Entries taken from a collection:

§

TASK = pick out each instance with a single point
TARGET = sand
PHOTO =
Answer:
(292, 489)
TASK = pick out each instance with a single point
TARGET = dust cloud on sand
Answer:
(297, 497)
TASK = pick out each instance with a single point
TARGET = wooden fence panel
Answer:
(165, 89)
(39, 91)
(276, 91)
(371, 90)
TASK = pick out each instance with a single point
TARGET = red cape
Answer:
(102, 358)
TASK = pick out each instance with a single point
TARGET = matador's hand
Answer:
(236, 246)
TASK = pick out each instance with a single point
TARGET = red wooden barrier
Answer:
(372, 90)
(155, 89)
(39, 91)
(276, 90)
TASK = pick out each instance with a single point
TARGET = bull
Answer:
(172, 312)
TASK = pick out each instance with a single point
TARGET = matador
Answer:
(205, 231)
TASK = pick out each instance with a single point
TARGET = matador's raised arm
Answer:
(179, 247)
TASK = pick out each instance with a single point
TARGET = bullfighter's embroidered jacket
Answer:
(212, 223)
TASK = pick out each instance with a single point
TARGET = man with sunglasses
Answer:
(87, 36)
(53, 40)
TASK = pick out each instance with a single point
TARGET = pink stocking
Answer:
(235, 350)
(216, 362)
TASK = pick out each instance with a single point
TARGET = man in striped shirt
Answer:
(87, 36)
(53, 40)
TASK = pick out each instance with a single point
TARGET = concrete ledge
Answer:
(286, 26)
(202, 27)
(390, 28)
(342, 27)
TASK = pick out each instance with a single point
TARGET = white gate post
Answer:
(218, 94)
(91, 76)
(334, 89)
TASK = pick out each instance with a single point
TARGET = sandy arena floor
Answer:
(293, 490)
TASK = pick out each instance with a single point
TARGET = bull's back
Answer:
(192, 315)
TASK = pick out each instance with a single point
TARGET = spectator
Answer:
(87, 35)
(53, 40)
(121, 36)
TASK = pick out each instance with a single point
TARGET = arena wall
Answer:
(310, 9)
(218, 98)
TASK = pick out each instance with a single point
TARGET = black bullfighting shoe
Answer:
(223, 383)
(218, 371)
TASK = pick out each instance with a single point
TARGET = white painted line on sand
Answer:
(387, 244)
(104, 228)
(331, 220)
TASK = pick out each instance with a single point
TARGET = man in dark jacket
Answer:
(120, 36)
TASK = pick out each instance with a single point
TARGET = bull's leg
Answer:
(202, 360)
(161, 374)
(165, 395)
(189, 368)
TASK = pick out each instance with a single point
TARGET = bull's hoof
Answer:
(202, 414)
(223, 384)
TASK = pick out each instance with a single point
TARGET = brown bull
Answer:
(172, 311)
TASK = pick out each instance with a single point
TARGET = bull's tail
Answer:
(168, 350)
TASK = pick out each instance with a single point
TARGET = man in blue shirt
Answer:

§

Problem statement
From the records given above, copy all lines containing "wooden".

Answer space
TARGET = wooden fence panel
TARGET = red wooden barrier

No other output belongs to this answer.